RECORDS FOR THE TASK:
======
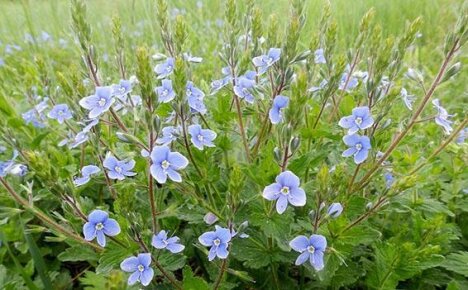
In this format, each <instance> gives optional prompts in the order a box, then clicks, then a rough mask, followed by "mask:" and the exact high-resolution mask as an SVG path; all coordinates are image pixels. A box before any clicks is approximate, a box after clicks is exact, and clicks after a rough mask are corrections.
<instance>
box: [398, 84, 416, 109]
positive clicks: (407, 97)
mask: <svg viewBox="0 0 468 290" xmlns="http://www.w3.org/2000/svg"><path fill="white" fill-rule="evenodd" d="M400 95H401V97H402V98H403V102H404V103H405V106H406V107H407V108H408V110H410V111H412V110H413V103H414V100H415V98H414V96H413V95H408V92H407V91H406V89H405V88H401V91H400Z"/></svg>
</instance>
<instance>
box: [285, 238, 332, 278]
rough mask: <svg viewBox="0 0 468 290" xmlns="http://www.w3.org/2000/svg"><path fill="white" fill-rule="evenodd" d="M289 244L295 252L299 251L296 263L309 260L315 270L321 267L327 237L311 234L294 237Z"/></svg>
mask: <svg viewBox="0 0 468 290" xmlns="http://www.w3.org/2000/svg"><path fill="white" fill-rule="evenodd" d="M289 246H290V247H291V248H292V249H293V250H294V251H296V252H299V253H301V254H300V255H299V257H297V259H296V265H302V264H304V263H305V262H306V261H307V260H309V262H310V265H312V267H314V269H315V270H316V271H320V270H322V269H323V267H324V264H323V255H324V253H325V250H326V249H327V239H325V237H324V236H322V235H312V236H310V238H307V237H306V236H298V237H295V238H294V239H293V240H292V241H291V242H289Z"/></svg>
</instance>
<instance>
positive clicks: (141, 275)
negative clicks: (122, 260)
mask: <svg viewBox="0 0 468 290" xmlns="http://www.w3.org/2000/svg"><path fill="white" fill-rule="evenodd" d="M150 265H151V254H150V253H142V254H138V256H137V257H129V258H127V259H125V260H123V262H122V263H121V264H120V269H122V271H125V272H128V273H132V274H131V275H130V277H128V285H134V284H135V283H136V282H138V281H140V283H141V284H142V285H143V286H148V285H149V284H150V283H151V280H153V276H154V270H153V268H151V267H150Z"/></svg>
======
EXERCISE DESCRIPTION: Look above for the line containing "positive clicks: (141, 275)". Return it and each line after it exactly, through the last line, and nothing more.

RESPONSE TO THIS EXERCISE:
positive clicks: (141, 275)
negative clicks: (122, 260)
mask: <svg viewBox="0 0 468 290" xmlns="http://www.w3.org/2000/svg"><path fill="white" fill-rule="evenodd" d="M150 265H151V254H150V253H142V254H138V256H137V257H129V258H127V259H125V260H123V262H122V263H121V264H120V269H122V271H125V272H128V273H132V274H131V275H130V277H128V285H134V284H135V283H136V282H138V281H140V283H141V284H142V285H143V286H148V285H149V284H150V283H151V280H153V276H154V270H153V268H151V267H150Z"/></svg>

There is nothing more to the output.